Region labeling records

— BEGIN —

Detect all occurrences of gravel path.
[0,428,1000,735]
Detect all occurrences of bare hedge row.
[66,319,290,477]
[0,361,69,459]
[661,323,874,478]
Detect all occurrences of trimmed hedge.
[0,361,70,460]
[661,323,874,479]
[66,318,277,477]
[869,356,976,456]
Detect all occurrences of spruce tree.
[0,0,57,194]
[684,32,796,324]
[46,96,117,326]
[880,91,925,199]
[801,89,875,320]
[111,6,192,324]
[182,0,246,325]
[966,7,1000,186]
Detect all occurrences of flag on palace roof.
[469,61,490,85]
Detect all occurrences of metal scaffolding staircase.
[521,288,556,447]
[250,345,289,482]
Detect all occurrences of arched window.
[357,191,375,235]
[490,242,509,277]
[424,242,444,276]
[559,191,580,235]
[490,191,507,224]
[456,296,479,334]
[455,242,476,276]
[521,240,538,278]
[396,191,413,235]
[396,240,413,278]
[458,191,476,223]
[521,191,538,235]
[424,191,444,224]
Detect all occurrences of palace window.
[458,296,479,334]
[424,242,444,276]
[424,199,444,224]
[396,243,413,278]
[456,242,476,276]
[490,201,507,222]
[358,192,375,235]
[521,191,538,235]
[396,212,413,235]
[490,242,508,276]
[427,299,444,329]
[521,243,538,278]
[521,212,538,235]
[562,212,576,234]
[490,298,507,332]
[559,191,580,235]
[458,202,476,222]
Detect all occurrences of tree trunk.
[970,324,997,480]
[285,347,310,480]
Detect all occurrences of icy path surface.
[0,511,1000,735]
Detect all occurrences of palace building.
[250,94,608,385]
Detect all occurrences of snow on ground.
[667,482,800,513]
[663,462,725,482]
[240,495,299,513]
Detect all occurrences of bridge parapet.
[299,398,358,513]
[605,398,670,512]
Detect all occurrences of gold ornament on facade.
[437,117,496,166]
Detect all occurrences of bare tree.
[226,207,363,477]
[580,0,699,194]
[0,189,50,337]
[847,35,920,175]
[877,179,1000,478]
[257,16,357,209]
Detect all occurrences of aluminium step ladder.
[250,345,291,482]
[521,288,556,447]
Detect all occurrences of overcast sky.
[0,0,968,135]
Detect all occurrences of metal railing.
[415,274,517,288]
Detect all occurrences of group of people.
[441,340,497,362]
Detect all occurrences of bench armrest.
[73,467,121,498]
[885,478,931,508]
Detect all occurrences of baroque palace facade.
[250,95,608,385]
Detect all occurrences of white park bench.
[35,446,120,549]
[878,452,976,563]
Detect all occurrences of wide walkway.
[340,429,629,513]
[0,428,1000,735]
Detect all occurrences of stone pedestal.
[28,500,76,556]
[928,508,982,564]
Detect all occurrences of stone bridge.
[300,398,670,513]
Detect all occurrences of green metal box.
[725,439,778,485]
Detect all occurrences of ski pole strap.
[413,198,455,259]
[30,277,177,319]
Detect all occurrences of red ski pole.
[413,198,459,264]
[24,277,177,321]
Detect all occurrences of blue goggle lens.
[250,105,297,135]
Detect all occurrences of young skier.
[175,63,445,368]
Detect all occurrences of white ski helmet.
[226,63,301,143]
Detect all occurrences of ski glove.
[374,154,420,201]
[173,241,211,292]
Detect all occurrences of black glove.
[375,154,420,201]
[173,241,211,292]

— END —

● **Written instruction**: Convert every row above into a numbered list, leaving out any blank lines.

● **Worked answer**:
1. Detect all occurrences of gravel path.
2. [0,428,1000,735]
3. Detect all occurrences of bare hedge row.
4. [66,319,290,477]
5. [0,361,69,459]
6. [661,323,874,478]
7. Detect all occurrences of trimmed hedge.
8. [0,361,70,460]
9. [661,323,874,479]
10. [66,318,277,477]
11. [869,356,976,456]
12. Detect all occurrences of spruce tree.
13. [0,0,57,194]
14. [684,32,796,324]
15. [46,96,117,326]
16. [880,91,925,199]
17. [801,89,875,320]
18. [111,6,192,324]
19. [182,0,246,325]
20. [966,7,1000,186]
21. Detect all occurrences of flag on palace roof.
22. [469,61,490,85]
23. Detect all occurrences of metal scaffolding staircase.
24. [521,288,556,447]
25. [250,345,289,482]
26. Detect all occurrences of arched window.
27. [357,191,375,235]
28. [490,242,509,277]
29. [424,242,444,276]
30. [559,191,580,235]
31. [490,191,507,224]
32. [456,296,479,334]
33. [455,242,476,276]
34. [521,240,538,278]
35. [396,191,413,235]
36. [396,240,413,278]
37. [458,191,476,223]
38. [521,191,538,235]
39. [424,191,444,224]
40. Detect all occurrences of palace window.
41. [458,296,479,334]
42. [424,242,444,276]
43. [424,199,444,224]
44. [396,243,413,278]
45. [456,242,476,276]
46. [490,201,507,222]
47. [358,192,375,235]
48. [521,191,538,235]
49. [396,212,413,235]
50. [490,242,508,276]
51. [427,299,444,329]
52. [521,243,538,278]
53. [521,212,538,235]
54. [562,212,576,234]
55. [490,298,507,332]
56. [559,191,580,235]
57. [458,202,476,222]
58. Detect all occurrences of tree trunk.
59. [970,324,997,480]
60. [285,347,310,480]
61. Detect all occurrences of icy path surface.
62. [0,511,1000,735]
63. Detect all occurrences of palace building.
64. [250,94,608,385]
65. Detect all occurrences of snow on ground.
66. [667,482,800,513]
67. [663,462,725,482]
68. [240,495,299,513]
69. Detect all occurrences of bridge parapet.
70. [299,398,358,513]
71. [605,398,670,512]
72. Detect all occurrences of gold ornament on facade.
73. [437,117,496,166]
74. Detect all occurrences of bare tree.
75. [226,207,363,477]
76. [580,0,699,194]
77. [0,189,50,337]
78. [847,35,920,175]
79. [877,179,1000,478]
80. [257,16,357,209]
81. Detect all occurrences of aluminium step ladder.
82. [250,345,291,482]
83. [521,288,556,447]
84. Detect all occurrences of overcast sky.
85. [0,0,968,135]
86. Detect all occurrences of metal railing.
87. [415,274,517,288]
88. Detect all occurrences of group of people.
89. [441,340,497,362]
90. Detect all occurrences of bench armrest.
91. [73,467,121,498]
92. [885,478,931,508]
93. Detect all occurrences of baroque palace facade.
94. [250,95,608,385]
95. Detect all occurrences of white park bench.
96. [35,446,120,549]
97. [878,452,976,563]
98. Detect all occurrences of wide walkway.
99. [340,429,629,513]
100. [0,428,1000,735]
101. Detect all occurrences of stone pedestal.
102. [28,500,76,556]
103. [928,508,982,564]
104. Detect all occurrences of stone bridge.
105. [300,398,670,513]
106. Detect all occurrences of green metal box.
107. [725,439,778,485]
108. Detect all occurrences of ski pole strap.
109. [413,198,455,259]
110. [30,277,177,319]
111. Detect all occurrences of red ski pole.
112. [413,198,459,264]
113. [24,277,177,321]
114. Detect all occurrences of blue goggle lens.
115. [250,105,297,135]
116. Detect all occurrences of young skier.
117. [175,63,445,368]
118. Detect all occurrences of white ski helmet.
119. [226,63,301,143]
120. Detect all occurrences of ski glove.
121. [374,154,420,201]
122. [173,241,211,292]
123. Detect all occurrences of black glove.
124. [375,154,420,201]
125. [173,241,211,292]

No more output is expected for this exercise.